MATERIAL SUPPLIED
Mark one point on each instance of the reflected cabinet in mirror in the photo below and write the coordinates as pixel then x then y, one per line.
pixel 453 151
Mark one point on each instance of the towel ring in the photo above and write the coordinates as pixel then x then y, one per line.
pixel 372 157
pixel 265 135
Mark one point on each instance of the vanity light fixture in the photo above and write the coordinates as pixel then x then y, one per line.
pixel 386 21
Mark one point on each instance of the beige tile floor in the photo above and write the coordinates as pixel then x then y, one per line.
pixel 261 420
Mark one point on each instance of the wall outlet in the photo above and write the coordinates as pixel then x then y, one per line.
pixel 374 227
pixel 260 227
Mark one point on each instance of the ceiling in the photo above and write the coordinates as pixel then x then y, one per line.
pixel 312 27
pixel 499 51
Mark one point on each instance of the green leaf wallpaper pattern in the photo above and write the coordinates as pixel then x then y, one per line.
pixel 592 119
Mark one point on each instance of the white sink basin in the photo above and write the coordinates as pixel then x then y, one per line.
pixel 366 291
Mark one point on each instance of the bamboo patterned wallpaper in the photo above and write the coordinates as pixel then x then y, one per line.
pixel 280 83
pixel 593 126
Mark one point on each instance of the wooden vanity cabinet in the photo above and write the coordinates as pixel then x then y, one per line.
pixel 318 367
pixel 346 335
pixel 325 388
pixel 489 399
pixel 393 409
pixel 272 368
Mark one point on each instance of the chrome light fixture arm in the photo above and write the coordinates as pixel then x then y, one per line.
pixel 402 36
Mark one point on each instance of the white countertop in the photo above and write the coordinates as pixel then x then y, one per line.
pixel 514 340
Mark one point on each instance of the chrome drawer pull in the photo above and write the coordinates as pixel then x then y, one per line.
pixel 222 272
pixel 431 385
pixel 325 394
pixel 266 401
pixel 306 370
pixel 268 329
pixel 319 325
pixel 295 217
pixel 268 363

INSTRUCTIONS TO FOLLOW
Can you write out the lines above again, substituting "occurrence" for every "instance" and keeping everything else the same?

SOLUTION BELOW
Mark one point on each occurrence of the reflected cabinet in mirror in the photo below and write the coordinates as pixel then x then y, one per line.
pixel 453 151
Mark one point on each occurrence of the towel ring in the photo above and write the coordinates as pixel then x then y, one per line.
pixel 372 157
pixel 265 135
Mark one point on each occurrence of the vanity light fixture in the photo above and write the coordinates as pixel then x then y, one per line.
pixel 386 21
Mark one point on each occurrence of the beige tile floor in the photo above and write the coordinates as pixel then x then y, one per line.
pixel 261 420
Mark one point on each occurrence of the wall outlet in the photo above and write the coordinates as pixel then x then y, one per line.
pixel 374 227
pixel 260 227
Mark one point on each occurrence of the ceiling in the photo above and write the coordinates as pixel then x then y, one per line.
pixel 312 27
pixel 499 51
Mark one point on each occurrence of the green leaf wallpaper pattern in the photo above and write the coordinates as pixel then x then y, one per line.
pixel 592 119
Mark one point on each occurrence of the white sink basin in the photo above and write the coordinates as pixel then x then y, one per line.
pixel 366 291
Mark one point on each occurrence of the bamboo patterned wallpaper in the photo above and write the coordinates as pixel then x then y, one per line.
pixel 280 83
pixel 593 126
Mark one point on each occurrence of the wooden vanity cabinet in the photo above and write the coordinates as pixel then x then y, one per line.
pixel 318 367
pixel 346 335
pixel 325 388
pixel 489 399
pixel 393 409
pixel 272 368
Mark one point on each occurrence of the chrome light fixture arm in the photo above and write the coordinates as pixel then x then y, one per line.
pixel 402 36
Mark one point on each occurrence of the white countertop in the photo above and write the coordinates as pixel then x then y, one per line.
pixel 514 340
Mark one point on each occurrence of the chrome drawer pull in the photo above and write the coordinates as pixel then x then y, one per line.
pixel 222 272
pixel 431 385
pixel 325 394
pixel 266 401
pixel 306 370
pixel 268 329
pixel 319 325
pixel 295 217
pixel 268 363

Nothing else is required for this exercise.